And Another ‘Thing’ : Sci-Fi Truths and Nature’s Errors

by Daniel Rourke

In my last 3quarksdaily article I considered the ability of science-fiction – and the impossible objects it contains – to highlight the gap between us and ‘The Thing Itself’ (the fundamental reality underlying all phenomena). In this follow-up I ask whether the way these fictional ‘Things’ determine their continued existence – by copying, cloning or imitation – can teach us about our conception of nature.

Seth Brundle: What’s there to take? The disease has just revealed its purpose. We don’t have to worry about contagion anymore… I know what the disease wants.

Ronnie: What does the disease want?

Seth Brundle: It wants to… turn me into something else. That’s not too terrible is it? Most people would give anything to be turned into something else.

Ronnie: Turned into what?

Seth Brundle: Whaddaya think? A fly. Am I becoming a hundred-and-eighty-five-pound fly? No, I’m becoming something that never existed before. I’m becoming… Brundlefly. Don’t you think that’s worth a Nobel Prize or two?

The Fly, 1986

In David Cronenberg’s movie The Fly (1986) we watch through slotted fingers as the body of Seth Brundle is horrifically transformed. Piece by piece Seth becomes Brundlefly: a genetic monster, fused together in a teleportation experiment gone awry. In one tele-pod steps Seth, accompanied by an unwelcome house-fly; from the other pod emerges a single Thing born of their two genetic identities. The computer algorithm designed to deconstruct and reconstruct biology as pure matter cannot distinguish between one entity and another. The parable, as Cronenberg draws it, is simple: if all the world is code then ‘all the world’ is all there is.

+++

:: What you need to do ::
a – Pull out everything in the science-fiction essay from "In my last 3quarksdaily" down to "conception of nature.", copied word for word.
b – In the science-fiction essay, what does Seth Brundle say the disease wants to do to him?

+++

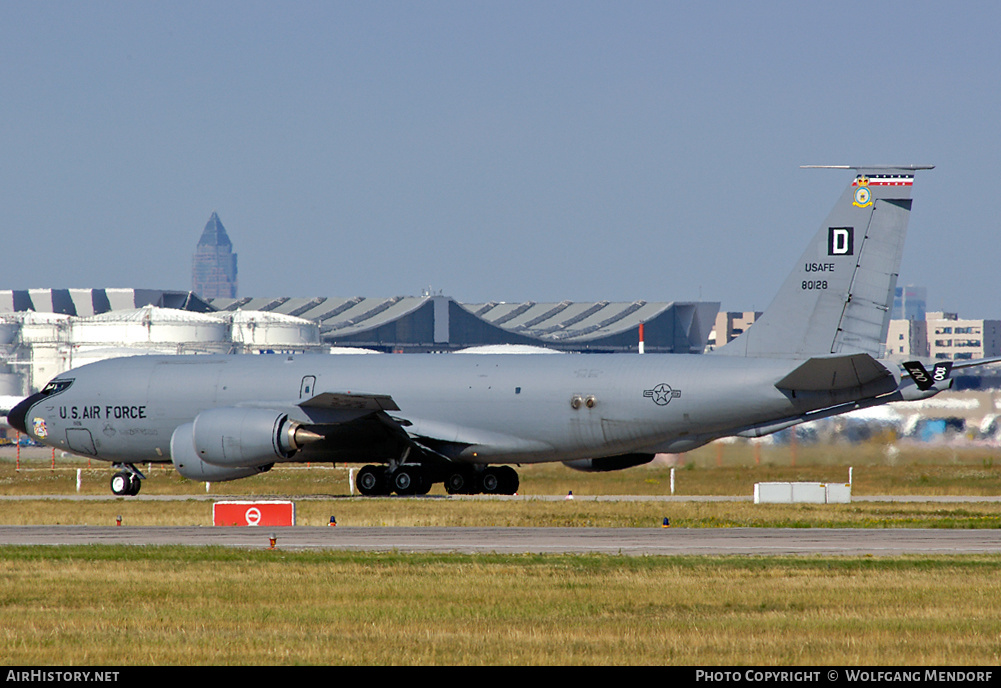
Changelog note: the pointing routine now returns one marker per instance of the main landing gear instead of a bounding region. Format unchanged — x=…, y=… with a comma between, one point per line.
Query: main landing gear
x=414, y=479
x=127, y=482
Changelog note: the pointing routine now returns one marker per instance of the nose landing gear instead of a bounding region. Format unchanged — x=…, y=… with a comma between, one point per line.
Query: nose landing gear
x=127, y=482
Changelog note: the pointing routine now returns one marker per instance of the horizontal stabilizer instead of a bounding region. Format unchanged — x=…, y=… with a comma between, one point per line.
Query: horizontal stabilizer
x=350, y=400
x=827, y=374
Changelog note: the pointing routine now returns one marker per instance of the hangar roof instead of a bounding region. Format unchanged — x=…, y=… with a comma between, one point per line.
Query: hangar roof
x=428, y=322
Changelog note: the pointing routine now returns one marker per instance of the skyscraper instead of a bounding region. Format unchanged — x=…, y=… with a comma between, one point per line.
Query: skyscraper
x=213, y=268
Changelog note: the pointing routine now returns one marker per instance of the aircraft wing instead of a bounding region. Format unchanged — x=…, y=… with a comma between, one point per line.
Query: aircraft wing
x=365, y=427
x=353, y=401
x=825, y=374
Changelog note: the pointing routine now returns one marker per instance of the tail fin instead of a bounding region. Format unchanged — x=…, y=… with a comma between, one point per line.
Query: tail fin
x=838, y=297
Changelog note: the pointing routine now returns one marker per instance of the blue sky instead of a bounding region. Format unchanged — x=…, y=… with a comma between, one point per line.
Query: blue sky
x=490, y=150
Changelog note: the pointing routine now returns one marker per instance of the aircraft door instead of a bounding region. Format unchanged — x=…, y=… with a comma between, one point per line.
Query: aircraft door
x=80, y=441
x=306, y=387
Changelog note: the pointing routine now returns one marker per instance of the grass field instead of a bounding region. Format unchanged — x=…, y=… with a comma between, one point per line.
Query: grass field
x=878, y=469
x=193, y=606
x=114, y=606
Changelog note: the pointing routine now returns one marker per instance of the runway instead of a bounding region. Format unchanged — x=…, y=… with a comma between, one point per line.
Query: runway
x=611, y=541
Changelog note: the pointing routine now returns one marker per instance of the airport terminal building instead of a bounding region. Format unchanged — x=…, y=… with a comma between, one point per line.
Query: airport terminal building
x=46, y=331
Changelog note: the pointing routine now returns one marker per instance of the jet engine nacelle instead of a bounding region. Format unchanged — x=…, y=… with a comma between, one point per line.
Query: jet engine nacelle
x=243, y=438
x=189, y=465
x=606, y=464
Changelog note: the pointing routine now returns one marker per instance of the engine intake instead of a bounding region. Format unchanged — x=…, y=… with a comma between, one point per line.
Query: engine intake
x=189, y=465
x=245, y=438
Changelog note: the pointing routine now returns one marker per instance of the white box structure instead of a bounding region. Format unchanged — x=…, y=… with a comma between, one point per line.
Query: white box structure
x=802, y=493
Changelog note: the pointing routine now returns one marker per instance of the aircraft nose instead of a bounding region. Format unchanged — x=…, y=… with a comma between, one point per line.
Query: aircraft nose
x=18, y=415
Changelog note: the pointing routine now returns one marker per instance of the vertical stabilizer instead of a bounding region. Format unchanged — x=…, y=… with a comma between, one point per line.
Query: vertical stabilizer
x=838, y=297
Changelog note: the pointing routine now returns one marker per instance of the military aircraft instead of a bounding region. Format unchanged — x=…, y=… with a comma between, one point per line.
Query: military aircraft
x=417, y=420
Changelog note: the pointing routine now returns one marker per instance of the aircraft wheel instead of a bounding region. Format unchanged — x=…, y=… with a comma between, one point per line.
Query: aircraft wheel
x=509, y=480
x=425, y=485
x=489, y=482
x=406, y=480
x=135, y=485
x=121, y=484
x=371, y=481
x=458, y=483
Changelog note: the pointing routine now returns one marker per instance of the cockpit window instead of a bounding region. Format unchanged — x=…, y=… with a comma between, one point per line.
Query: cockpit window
x=55, y=387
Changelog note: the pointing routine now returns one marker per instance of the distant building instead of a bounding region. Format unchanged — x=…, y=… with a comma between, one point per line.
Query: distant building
x=907, y=339
x=213, y=268
x=951, y=337
x=729, y=325
x=909, y=302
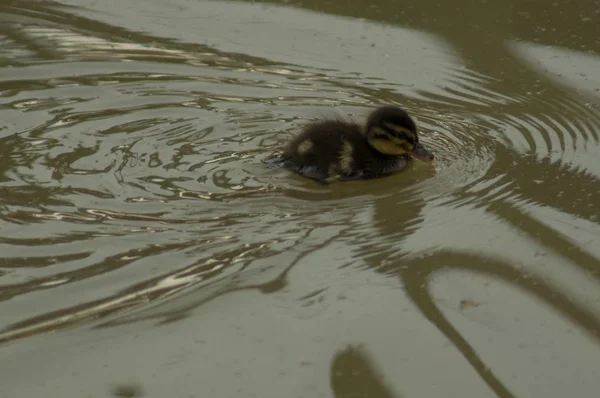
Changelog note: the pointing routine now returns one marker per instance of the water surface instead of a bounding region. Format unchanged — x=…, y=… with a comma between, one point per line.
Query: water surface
x=145, y=248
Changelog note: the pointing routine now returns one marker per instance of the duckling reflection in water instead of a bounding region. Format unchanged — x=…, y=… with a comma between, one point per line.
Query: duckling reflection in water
x=327, y=151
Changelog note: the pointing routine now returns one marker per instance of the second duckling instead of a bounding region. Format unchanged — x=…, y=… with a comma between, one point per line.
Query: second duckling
x=333, y=150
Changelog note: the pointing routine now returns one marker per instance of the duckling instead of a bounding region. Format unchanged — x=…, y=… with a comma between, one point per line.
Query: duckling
x=333, y=150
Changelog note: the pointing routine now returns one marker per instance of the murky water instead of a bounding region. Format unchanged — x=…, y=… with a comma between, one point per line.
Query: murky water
x=147, y=251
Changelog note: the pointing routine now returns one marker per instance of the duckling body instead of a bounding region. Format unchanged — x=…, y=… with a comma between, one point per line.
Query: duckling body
x=334, y=150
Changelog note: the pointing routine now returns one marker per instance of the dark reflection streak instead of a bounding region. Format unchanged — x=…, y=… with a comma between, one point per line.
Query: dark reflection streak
x=353, y=375
x=415, y=279
x=419, y=271
x=550, y=238
x=41, y=50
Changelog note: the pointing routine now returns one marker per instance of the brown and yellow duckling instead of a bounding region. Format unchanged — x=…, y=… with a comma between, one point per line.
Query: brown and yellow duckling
x=333, y=150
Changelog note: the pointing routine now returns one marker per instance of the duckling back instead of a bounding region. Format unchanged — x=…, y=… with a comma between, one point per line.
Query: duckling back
x=331, y=150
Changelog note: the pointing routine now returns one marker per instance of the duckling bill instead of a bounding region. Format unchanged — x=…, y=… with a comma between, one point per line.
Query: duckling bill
x=333, y=150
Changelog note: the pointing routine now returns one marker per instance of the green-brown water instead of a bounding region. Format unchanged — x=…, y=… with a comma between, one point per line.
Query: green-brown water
x=146, y=250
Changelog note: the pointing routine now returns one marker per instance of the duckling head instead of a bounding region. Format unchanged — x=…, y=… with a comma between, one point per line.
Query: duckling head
x=391, y=131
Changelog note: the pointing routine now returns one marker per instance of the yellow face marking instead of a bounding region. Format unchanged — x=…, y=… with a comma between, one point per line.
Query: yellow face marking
x=304, y=147
x=345, y=158
x=401, y=129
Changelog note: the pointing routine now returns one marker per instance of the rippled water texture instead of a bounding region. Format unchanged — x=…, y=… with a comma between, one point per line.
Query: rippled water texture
x=145, y=249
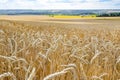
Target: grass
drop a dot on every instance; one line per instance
(76, 17)
(39, 52)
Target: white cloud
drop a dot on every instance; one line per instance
(3, 1)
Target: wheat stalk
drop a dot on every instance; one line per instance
(8, 74)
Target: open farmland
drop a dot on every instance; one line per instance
(44, 48)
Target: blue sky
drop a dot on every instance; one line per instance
(59, 4)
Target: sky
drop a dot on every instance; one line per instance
(59, 4)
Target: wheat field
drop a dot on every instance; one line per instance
(56, 51)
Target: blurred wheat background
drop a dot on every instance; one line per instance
(39, 52)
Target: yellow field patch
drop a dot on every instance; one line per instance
(66, 16)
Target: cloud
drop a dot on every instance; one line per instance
(59, 4)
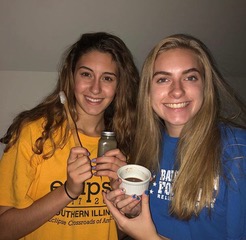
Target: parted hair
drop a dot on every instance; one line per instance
(119, 116)
(199, 148)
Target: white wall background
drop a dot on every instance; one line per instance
(34, 34)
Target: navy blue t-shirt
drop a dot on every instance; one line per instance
(227, 219)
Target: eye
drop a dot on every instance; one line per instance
(108, 78)
(162, 80)
(85, 74)
(192, 78)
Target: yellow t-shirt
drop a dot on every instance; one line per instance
(26, 177)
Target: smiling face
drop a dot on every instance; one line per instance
(95, 79)
(176, 88)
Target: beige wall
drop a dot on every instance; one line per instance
(20, 91)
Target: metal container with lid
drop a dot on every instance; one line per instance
(106, 142)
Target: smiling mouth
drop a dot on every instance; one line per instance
(176, 105)
(94, 100)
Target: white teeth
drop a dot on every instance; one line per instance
(176, 105)
(93, 99)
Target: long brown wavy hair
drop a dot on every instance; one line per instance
(198, 153)
(119, 116)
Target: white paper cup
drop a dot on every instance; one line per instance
(129, 173)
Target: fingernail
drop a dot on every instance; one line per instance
(123, 190)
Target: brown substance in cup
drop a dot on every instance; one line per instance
(133, 179)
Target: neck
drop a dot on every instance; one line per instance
(90, 126)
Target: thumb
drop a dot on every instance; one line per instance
(145, 204)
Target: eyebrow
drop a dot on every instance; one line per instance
(169, 74)
(109, 73)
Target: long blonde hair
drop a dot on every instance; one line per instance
(198, 153)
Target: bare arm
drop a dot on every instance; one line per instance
(16, 223)
(140, 227)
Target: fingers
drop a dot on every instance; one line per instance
(145, 205)
(109, 164)
(77, 152)
(118, 216)
(78, 170)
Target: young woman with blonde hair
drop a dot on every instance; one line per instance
(197, 148)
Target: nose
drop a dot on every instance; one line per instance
(95, 87)
(177, 89)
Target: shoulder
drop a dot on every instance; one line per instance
(230, 134)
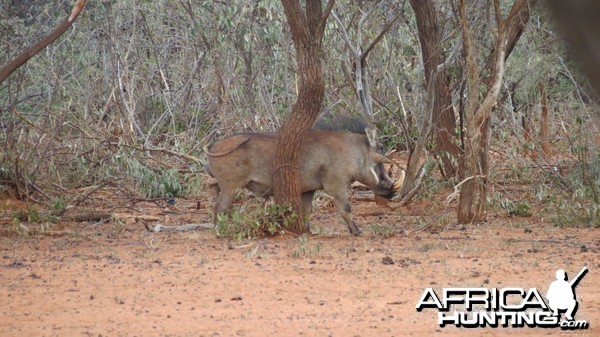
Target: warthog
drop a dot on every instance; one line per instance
(329, 160)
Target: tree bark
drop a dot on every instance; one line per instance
(475, 161)
(307, 29)
(62, 27)
(430, 38)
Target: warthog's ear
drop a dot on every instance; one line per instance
(371, 136)
(376, 157)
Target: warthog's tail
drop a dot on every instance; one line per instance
(220, 154)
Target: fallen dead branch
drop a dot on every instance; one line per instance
(89, 216)
(158, 227)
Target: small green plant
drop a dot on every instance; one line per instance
(255, 222)
(304, 249)
(32, 214)
(382, 230)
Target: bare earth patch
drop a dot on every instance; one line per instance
(117, 279)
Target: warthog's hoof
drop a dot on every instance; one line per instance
(355, 231)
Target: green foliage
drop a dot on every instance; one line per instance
(32, 214)
(256, 221)
(381, 230)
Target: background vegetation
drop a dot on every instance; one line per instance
(127, 98)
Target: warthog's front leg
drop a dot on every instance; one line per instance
(224, 202)
(340, 200)
(307, 198)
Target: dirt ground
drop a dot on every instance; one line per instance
(114, 278)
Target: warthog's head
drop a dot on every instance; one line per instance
(376, 176)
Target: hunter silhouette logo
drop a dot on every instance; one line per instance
(507, 307)
(561, 294)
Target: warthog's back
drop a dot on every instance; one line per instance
(248, 160)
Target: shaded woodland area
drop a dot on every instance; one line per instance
(479, 97)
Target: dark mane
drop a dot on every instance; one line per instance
(350, 124)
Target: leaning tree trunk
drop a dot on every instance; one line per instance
(307, 29)
(430, 38)
(475, 162)
(62, 27)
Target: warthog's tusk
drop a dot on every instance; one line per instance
(398, 183)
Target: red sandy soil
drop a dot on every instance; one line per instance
(116, 279)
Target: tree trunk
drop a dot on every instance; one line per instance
(544, 124)
(475, 161)
(62, 27)
(430, 38)
(307, 29)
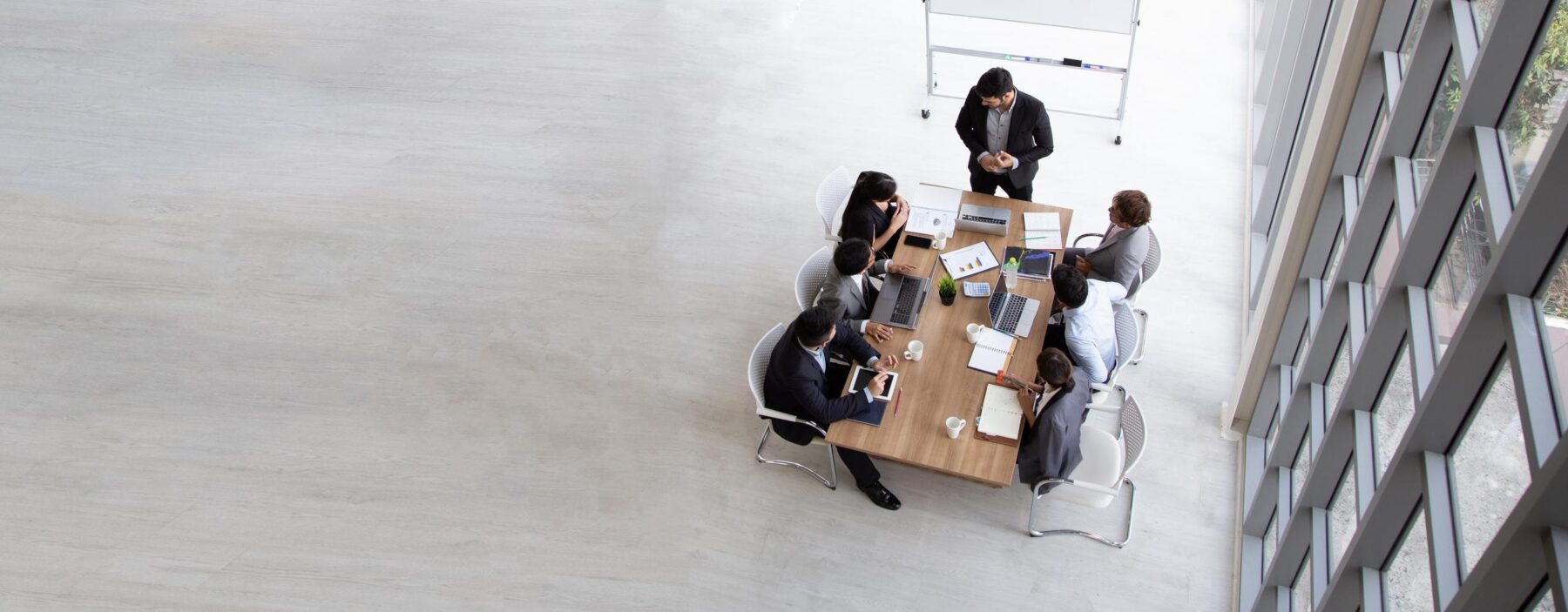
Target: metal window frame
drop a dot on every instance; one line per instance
(1501, 325)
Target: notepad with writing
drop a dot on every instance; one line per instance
(1001, 415)
(1043, 231)
(993, 351)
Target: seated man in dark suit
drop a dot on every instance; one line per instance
(797, 384)
(848, 290)
(1050, 445)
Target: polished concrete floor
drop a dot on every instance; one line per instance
(368, 306)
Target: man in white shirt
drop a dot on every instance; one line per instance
(848, 288)
(1089, 325)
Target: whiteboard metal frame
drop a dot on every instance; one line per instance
(1123, 71)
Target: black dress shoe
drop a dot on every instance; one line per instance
(882, 496)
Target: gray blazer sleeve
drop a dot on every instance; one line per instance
(1121, 260)
(1129, 262)
(838, 296)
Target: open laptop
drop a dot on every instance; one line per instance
(1013, 313)
(901, 301)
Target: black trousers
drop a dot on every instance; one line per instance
(858, 462)
(987, 184)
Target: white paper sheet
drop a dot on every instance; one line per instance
(935, 198)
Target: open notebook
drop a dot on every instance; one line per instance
(1043, 231)
(1001, 415)
(993, 351)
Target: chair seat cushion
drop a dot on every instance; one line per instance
(1101, 465)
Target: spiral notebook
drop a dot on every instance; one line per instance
(993, 351)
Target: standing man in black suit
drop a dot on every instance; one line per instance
(1007, 131)
(797, 384)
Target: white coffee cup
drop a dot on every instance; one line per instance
(954, 426)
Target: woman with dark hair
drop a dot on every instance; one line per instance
(875, 213)
(1126, 245)
(1058, 401)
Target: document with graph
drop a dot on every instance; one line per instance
(970, 260)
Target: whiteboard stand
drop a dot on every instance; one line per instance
(1107, 16)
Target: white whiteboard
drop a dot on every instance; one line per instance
(1113, 16)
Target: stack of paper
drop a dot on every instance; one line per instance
(927, 221)
(1043, 231)
(935, 198)
(993, 351)
(1001, 415)
(970, 260)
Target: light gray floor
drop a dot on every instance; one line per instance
(368, 306)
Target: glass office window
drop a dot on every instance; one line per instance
(1407, 47)
(1537, 102)
(1460, 268)
(1407, 580)
(1303, 461)
(1482, 11)
(1301, 592)
(1342, 517)
(1382, 263)
(1546, 603)
(1435, 131)
(1374, 143)
(1489, 467)
(1395, 409)
(1554, 331)
(1335, 254)
(1336, 380)
(1270, 539)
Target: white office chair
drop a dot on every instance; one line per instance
(760, 370)
(831, 196)
(1129, 348)
(808, 282)
(1098, 480)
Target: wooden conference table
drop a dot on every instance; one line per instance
(941, 384)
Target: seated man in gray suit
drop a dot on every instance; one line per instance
(1126, 245)
(848, 290)
(1050, 445)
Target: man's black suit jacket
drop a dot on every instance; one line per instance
(795, 386)
(1027, 135)
(1051, 447)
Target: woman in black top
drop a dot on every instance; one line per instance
(875, 213)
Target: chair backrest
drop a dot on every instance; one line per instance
(831, 194)
(1126, 335)
(808, 282)
(1134, 433)
(1152, 263)
(760, 362)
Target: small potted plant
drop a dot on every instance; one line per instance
(948, 288)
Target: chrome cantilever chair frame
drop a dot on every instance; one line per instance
(758, 372)
(1132, 439)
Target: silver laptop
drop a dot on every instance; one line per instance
(983, 219)
(901, 301)
(1013, 313)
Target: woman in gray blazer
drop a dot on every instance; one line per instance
(1126, 245)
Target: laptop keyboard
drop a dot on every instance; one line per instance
(1011, 313)
(903, 309)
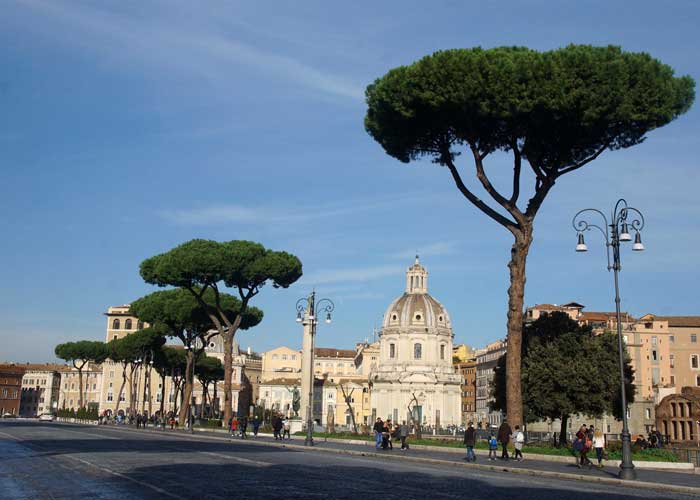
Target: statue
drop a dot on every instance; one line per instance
(296, 400)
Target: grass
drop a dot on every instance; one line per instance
(649, 455)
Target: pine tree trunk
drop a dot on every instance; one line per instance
(187, 392)
(228, 374)
(516, 299)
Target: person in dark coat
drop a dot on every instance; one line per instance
(504, 432)
(469, 442)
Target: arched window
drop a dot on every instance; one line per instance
(417, 351)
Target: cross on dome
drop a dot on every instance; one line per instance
(416, 278)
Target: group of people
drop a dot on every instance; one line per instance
(587, 439)
(238, 426)
(281, 427)
(386, 431)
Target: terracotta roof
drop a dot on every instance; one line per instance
(282, 381)
(329, 352)
(681, 321)
(46, 367)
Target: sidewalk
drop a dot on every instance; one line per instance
(682, 482)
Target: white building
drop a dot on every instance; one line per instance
(415, 359)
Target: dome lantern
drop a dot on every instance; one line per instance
(416, 278)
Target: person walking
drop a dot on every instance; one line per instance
(599, 446)
(469, 442)
(518, 442)
(234, 426)
(256, 426)
(403, 434)
(580, 446)
(504, 432)
(378, 429)
(493, 447)
(286, 429)
(244, 427)
(386, 433)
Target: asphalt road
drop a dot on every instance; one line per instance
(59, 461)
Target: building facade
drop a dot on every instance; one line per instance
(414, 368)
(10, 389)
(41, 389)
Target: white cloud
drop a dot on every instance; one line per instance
(165, 41)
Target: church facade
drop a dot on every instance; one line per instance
(414, 378)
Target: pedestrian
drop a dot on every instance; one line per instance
(256, 425)
(277, 427)
(493, 447)
(518, 442)
(386, 434)
(244, 427)
(504, 432)
(469, 441)
(378, 429)
(234, 426)
(580, 446)
(599, 445)
(403, 434)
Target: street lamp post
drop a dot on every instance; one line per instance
(190, 414)
(307, 314)
(615, 232)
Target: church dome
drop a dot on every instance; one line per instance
(416, 308)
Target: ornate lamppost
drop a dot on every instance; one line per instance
(623, 218)
(308, 310)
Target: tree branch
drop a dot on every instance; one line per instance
(475, 200)
(583, 162)
(517, 165)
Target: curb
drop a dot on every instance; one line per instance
(491, 468)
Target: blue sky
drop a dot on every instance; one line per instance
(130, 127)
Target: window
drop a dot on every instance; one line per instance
(417, 351)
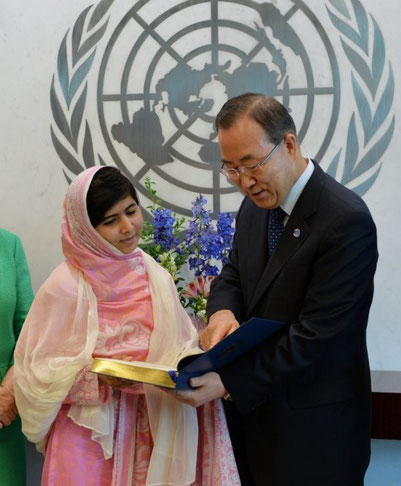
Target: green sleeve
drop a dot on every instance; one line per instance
(24, 292)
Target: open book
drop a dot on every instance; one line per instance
(197, 363)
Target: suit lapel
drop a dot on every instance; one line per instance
(295, 234)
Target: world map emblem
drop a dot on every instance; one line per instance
(139, 87)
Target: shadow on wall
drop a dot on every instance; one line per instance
(34, 465)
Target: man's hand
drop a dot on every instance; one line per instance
(221, 324)
(208, 387)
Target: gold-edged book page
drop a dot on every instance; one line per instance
(134, 370)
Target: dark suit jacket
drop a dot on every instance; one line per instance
(304, 395)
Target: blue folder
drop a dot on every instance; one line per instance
(243, 339)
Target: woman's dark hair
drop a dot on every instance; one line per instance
(108, 187)
(271, 115)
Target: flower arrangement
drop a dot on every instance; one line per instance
(198, 246)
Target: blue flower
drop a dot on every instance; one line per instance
(163, 224)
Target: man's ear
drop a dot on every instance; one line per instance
(291, 143)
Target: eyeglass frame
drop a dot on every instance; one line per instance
(235, 172)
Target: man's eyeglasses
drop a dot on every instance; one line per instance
(248, 170)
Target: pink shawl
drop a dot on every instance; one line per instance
(60, 335)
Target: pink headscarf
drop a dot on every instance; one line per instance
(108, 270)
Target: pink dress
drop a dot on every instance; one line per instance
(103, 303)
(71, 456)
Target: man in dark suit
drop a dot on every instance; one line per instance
(301, 399)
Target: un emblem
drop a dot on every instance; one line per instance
(161, 71)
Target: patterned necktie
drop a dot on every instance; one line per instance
(276, 226)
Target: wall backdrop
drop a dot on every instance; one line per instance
(137, 85)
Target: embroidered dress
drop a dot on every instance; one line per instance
(101, 302)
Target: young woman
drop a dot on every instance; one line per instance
(15, 298)
(109, 299)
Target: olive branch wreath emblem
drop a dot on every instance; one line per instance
(73, 85)
(369, 64)
(373, 93)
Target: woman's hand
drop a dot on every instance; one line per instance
(115, 382)
(221, 324)
(8, 409)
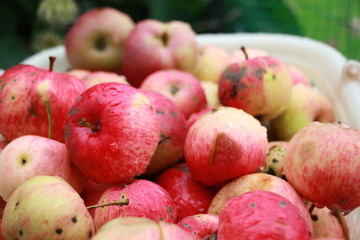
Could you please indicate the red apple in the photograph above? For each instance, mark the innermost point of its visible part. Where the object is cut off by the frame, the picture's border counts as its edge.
(173, 130)
(183, 88)
(191, 197)
(96, 40)
(322, 163)
(144, 198)
(261, 215)
(112, 132)
(200, 226)
(35, 101)
(154, 45)
(223, 144)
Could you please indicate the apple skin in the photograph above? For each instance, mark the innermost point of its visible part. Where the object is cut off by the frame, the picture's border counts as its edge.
(326, 224)
(173, 130)
(200, 225)
(211, 61)
(183, 88)
(124, 137)
(255, 182)
(97, 77)
(191, 197)
(29, 156)
(96, 40)
(223, 144)
(261, 215)
(154, 45)
(46, 207)
(260, 86)
(126, 228)
(297, 75)
(307, 104)
(146, 199)
(25, 91)
(322, 163)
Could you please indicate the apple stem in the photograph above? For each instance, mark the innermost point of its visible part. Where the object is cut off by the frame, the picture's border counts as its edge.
(52, 61)
(48, 111)
(119, 203)
(336, 213)
(84, 123)
(245, 53)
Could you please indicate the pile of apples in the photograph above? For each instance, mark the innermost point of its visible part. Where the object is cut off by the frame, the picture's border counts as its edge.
(151, 136)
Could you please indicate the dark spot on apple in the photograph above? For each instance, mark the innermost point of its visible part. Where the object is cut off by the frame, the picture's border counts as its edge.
(100, 43)
(174, 89)
(160, 112)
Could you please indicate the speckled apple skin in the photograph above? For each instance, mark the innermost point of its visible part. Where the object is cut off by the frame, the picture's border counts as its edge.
(29, 156)
(146, 199)
(23, 91)
(183, 88)
(224, 144)
(322, 162)
(256, 182)
(173, 130)
(200, 225)
(127, 136)
(154, 45)
(262, 215)
(191, 197)
(260, 86)
(133, 228)
(46, 207)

+++

:: Answers below ::
a –
In my last 3quarksdaily article I considered the ability of science-fiction – and the impossible objects it contains – to highlight the gap between us and ‘The Thing Itself’ (the fundamental reality underlying all phenomena). In this follow-up I ask whether the way these fictional ‘Things’ determine their continued existence – by copying, cloning or imitation – can teach us about our conception of nature.

b – It wants to turn him into something else.